INPUT DATA:
↓
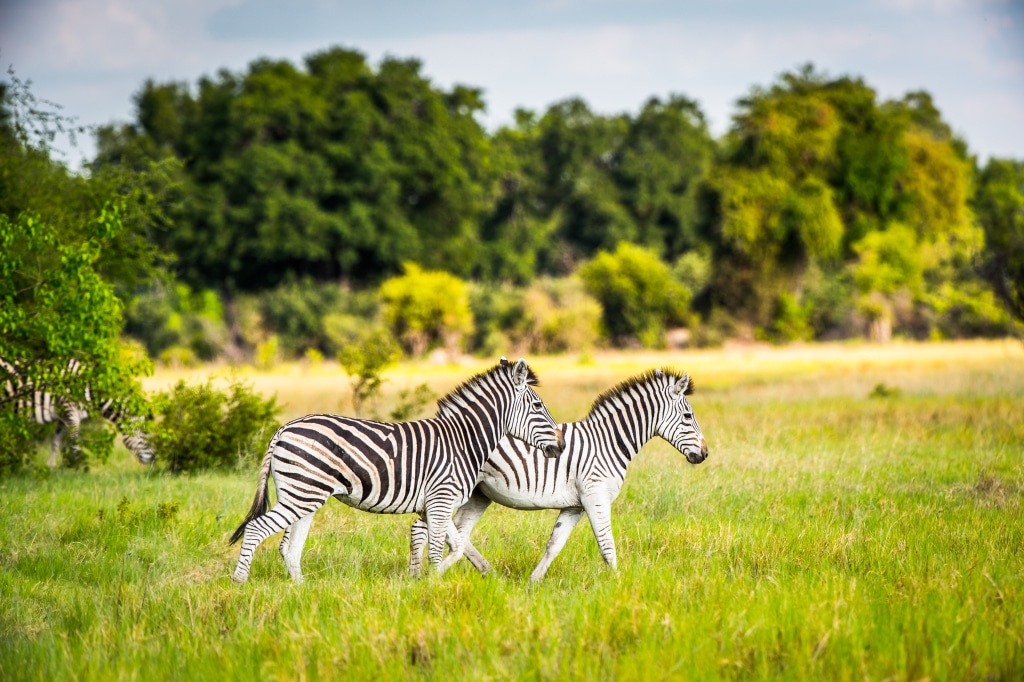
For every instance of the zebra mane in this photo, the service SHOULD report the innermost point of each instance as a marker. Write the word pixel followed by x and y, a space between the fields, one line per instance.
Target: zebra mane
pixel 450 403
pixel 631 383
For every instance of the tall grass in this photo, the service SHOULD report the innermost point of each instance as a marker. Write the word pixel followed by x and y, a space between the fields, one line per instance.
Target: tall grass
pixel 829 536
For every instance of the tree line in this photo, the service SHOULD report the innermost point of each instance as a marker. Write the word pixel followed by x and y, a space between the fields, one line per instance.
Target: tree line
pixel 275 211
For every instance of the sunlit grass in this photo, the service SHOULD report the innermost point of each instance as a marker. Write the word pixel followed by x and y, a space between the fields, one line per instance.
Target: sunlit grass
pixel 829 536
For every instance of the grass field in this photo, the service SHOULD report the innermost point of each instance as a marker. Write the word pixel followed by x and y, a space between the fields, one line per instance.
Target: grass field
pixel 832 535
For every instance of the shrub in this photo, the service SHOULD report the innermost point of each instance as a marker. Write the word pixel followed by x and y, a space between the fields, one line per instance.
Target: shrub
pixel 177 325
pixel 637 293
pixel 427 308
pixel 202 427
pixel 365 360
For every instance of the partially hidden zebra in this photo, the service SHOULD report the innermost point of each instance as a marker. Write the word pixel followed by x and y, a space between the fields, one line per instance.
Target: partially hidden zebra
pixel 44 407
pixel 589 474
pixel 427 467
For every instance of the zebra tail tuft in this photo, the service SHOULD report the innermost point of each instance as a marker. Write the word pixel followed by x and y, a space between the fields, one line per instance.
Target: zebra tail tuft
pixel 261 501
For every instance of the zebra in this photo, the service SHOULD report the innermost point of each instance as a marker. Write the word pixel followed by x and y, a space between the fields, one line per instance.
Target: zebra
pixel 427 467
pixel 43 407
pixel 588 476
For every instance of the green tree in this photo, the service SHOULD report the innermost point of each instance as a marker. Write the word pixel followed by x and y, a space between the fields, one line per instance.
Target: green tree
pixel 637 293
pixel 55 307
pixel 999 208
pixel 426 308
pixel 332 171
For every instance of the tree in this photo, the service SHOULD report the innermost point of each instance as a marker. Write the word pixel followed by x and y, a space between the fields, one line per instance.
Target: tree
pixel 334 170
pixel 637 294
pixel 55 307
pixel 68 243
pixel 427 307
pixel 999 207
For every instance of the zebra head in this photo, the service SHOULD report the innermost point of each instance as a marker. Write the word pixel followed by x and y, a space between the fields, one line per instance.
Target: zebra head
pixel 678 425
pixel 137 439
pixel 528 418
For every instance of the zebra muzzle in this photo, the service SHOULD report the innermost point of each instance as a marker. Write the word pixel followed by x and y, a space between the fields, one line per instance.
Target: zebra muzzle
pixel 556 450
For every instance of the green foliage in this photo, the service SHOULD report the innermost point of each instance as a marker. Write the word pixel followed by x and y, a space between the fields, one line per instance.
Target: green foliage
pixel 411 402
pixel 365 360
pixel 637 294
pixel 333 170
pixel 426 308
pixel 999 207
pixel 203 427
pixel 175 323
pixel 55 307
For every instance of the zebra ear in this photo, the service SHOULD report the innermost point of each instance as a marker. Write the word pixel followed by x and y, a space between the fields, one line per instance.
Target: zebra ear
pixel 520 374
pixel 680 388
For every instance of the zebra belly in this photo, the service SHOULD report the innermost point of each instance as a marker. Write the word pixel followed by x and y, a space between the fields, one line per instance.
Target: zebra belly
pixel 414 506
pixel 529 495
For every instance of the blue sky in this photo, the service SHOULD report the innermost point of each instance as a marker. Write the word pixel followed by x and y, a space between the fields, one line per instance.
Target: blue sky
pixel 91 55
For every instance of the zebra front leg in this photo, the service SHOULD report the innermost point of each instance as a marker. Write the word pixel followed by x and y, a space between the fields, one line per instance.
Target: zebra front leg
pixel 55 448
pixel 465 519
pixel 292 544
pixel 417 539
pixel 438 519
pixel 261 527
pixel 455 543
pixel 599 511
pixel 567 518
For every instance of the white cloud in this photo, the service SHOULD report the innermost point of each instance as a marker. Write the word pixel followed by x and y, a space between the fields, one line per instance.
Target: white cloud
pixel 92 54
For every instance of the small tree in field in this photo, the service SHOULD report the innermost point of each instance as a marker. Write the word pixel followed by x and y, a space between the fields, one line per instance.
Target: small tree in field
pixel 999 205
pixel 427 307
pixel 55 307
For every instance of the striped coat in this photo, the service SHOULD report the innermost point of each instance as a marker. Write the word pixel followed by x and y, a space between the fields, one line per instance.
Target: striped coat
pixel 426 467
pixel 588 476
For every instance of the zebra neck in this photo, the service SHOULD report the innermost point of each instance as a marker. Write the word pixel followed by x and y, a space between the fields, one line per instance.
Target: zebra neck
pixel 626 427
pixel 480 436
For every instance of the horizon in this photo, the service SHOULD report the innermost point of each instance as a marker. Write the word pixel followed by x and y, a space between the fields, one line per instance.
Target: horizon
pixel 91 56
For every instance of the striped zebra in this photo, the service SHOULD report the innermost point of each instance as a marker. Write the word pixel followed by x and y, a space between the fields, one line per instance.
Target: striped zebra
pixel 426 467
pixel 587 477
pixel 44 407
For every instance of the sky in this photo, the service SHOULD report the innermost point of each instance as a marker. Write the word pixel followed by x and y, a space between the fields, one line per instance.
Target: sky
pixel 91 56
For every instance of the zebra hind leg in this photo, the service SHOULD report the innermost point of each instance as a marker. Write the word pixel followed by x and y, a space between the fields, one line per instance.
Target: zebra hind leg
pixel 567 518
pixel 292 544
pixel 261 527
pixel 417 541
pixel 465 519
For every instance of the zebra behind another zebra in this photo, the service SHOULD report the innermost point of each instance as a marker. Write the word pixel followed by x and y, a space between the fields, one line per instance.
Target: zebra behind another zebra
pixel 427 467
pixel 587 477
pixel 43 407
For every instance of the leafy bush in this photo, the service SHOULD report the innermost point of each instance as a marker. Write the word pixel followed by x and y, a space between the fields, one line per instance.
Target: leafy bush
pixel 427 308
pixel 637 293
pixel 177 325
pixel 365 360
pixel 202 427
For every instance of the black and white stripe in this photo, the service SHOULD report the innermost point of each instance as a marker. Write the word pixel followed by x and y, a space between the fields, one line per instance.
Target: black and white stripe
pixel 44 407
pixel 426 467
pixel 588 476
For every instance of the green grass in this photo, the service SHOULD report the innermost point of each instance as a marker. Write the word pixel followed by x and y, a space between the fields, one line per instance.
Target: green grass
pixel 829 536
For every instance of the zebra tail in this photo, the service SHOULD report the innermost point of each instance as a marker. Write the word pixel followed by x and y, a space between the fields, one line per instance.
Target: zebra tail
pixel 261 501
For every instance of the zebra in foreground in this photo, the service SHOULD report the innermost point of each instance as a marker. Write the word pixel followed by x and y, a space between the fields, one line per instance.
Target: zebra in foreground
pixel 427 467
pixel 587 477
pixel 44 407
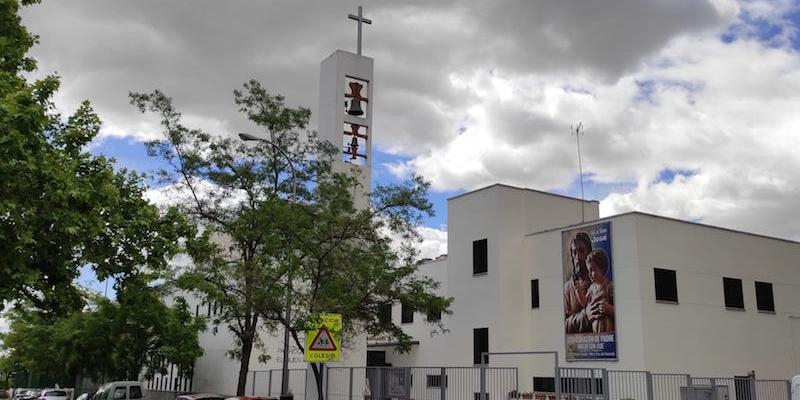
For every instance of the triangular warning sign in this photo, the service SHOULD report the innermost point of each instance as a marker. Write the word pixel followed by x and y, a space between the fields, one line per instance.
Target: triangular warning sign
pixel 323 341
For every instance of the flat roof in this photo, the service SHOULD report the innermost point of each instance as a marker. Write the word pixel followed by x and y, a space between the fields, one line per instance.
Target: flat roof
pixel 520 188
pixel 664 218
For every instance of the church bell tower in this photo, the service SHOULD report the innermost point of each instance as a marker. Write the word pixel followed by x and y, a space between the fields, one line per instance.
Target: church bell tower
pixel 345 112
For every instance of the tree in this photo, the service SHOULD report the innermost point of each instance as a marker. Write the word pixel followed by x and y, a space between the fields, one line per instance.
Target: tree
pixel 115 340
pixel 62 208
pixel 286 225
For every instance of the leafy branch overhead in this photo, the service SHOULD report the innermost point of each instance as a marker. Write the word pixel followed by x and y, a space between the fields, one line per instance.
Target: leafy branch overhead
pixel 284 223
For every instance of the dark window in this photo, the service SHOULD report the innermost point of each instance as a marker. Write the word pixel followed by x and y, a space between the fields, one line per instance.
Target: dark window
pixel 764 299
pixel 406 314
pixel 435 380
pixel 119 393
pixel 480 345
pixel 376 358
pixel 480 262
pixel 733 293
pixel 135 392
pixel 385 313
pixel 544 384
pixel 534 293
pixel 666 285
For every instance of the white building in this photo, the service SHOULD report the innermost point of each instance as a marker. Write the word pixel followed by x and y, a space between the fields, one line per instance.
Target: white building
pixel 688 298
pixel 520 296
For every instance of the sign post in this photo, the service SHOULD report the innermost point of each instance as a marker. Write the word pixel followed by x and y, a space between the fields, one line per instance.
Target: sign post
pixel 323 339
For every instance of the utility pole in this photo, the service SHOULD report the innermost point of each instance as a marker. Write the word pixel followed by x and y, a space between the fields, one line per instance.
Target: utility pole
pixel 578 132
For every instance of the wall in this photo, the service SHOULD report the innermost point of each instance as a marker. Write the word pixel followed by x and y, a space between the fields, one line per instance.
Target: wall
pixel 699 335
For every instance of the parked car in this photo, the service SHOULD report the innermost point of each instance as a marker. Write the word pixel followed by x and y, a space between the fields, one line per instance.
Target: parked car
pixel 56 394
pixel 200 396
pixel 26 394
pixel 123 390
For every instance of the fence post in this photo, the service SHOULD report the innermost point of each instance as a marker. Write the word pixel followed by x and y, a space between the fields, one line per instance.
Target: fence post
pixel 558 380
pixel 483 381
pixel 649 383
pixel 350 391
pixel 325 377
pixel 443 383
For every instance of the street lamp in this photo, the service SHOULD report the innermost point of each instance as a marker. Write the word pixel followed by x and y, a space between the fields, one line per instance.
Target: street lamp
pixel 285 366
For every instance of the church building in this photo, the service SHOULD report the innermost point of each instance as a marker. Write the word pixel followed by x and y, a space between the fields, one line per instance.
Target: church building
pixel 532 271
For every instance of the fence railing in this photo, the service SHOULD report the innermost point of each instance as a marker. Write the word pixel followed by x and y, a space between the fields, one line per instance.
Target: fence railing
pixel 464 383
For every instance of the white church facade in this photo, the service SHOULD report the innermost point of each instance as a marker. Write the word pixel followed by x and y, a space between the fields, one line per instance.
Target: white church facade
pixel 660 295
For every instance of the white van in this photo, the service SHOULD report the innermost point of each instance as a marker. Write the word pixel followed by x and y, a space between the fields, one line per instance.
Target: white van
pixel 124 390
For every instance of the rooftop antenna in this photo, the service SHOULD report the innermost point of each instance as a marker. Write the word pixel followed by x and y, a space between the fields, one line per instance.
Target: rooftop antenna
pixel 578 132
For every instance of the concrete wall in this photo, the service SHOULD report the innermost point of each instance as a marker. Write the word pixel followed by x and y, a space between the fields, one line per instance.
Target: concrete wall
pixel 699 335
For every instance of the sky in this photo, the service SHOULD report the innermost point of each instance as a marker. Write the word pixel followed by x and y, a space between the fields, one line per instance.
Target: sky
pixel 688 107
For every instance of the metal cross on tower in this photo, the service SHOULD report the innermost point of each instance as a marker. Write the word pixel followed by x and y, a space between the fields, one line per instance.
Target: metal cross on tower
pixel 360 20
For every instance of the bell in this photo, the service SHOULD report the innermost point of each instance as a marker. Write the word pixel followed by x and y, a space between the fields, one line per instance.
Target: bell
pixel 355 108
pixel 354 148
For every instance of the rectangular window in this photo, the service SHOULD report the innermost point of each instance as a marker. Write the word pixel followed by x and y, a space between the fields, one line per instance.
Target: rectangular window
pixel 764 299
pixel 385 313
pixel 135 392
pixel 480 262
pixel 666 285
pixel 435 380
pixel 733 293
pixel 544 384
pixel 480 345
pixel 406 314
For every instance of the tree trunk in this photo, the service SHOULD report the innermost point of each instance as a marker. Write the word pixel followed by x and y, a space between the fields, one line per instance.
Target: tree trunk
pixel 244 363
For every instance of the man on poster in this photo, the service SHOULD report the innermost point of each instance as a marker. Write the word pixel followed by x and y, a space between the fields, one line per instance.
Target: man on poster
pixel 575 300
pixel 589 312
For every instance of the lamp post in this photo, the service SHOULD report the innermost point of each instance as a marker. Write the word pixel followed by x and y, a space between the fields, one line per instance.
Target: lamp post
pixel 285 395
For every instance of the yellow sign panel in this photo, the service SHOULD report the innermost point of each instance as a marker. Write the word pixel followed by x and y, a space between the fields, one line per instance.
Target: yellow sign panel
pixel 323 339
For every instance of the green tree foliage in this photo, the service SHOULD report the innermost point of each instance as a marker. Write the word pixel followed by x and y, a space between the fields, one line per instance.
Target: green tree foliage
pixel 61 207
pixel 285 225
pixel 111 340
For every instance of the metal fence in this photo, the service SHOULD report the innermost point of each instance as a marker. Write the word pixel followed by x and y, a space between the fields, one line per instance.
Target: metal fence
pixel 601 384
pixel 464 383
pixel 268 382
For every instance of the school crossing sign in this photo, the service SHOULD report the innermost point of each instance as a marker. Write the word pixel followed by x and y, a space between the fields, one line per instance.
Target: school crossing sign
pixel 323 339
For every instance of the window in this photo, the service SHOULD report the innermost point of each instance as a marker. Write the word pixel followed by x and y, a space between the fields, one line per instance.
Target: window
pixel 534 293
pixel 544 384
pixel 435 381
pixel 480 345
pixel 733 293
pixel 406 314
pixel 119 393
pixel 666 285
pixel 385 313
pixel 480 263
pixel 135 392
pixel 764 299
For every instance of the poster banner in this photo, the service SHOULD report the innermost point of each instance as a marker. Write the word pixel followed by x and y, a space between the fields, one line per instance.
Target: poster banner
pixel 589 317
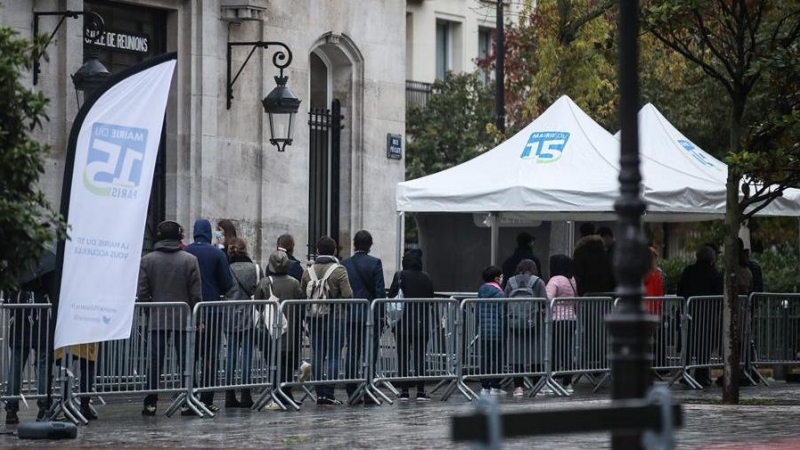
↑
Rewrite the listing from the line containing "For every instance of the metal fence" through the end of the listing, replacing "marker" with "dot" and keeping everything else the same. Leave the pictures out of your answer.

For every instance of the metal fence in this photo, the service SHOULD report the innermost point of each instance as a dot. Write the word pixel followed by x and y, a space between the fields, one line per instance.
Target: metal fence
pixel 601 384
pixel 464 383
pixel 268 382
For every instance of the school crossing sign in this photo, the service SHOULD report the innermost point of each instance as a dot. Write the word pixel followed by x and y, a space between the fields, one line per instance.
Target: school crossing sign
pixel 323 339
For every instance of the window in this photo, the service SHOULD report the innermost point of each instance as a dot. Write the word pixel followed by x and y, a space between the fields, one line per instance.
Target: window
pixel 534 293
pixel 544 384
pixel 435 381
pixel 480 345
pixel 733 293
pixel 406 314
pixel 119 393
pixel 666 285
pixel 385 313
pixel 480 263
pixel 135 392
pixel 764 299
For every instance of the poster banner in this photo, the service SHOULD report the innermost point of each instance as a dot. Write the word pixel followed by x and y, a space between the fields, one line per instance.
Target: poster banner
pixel 589 317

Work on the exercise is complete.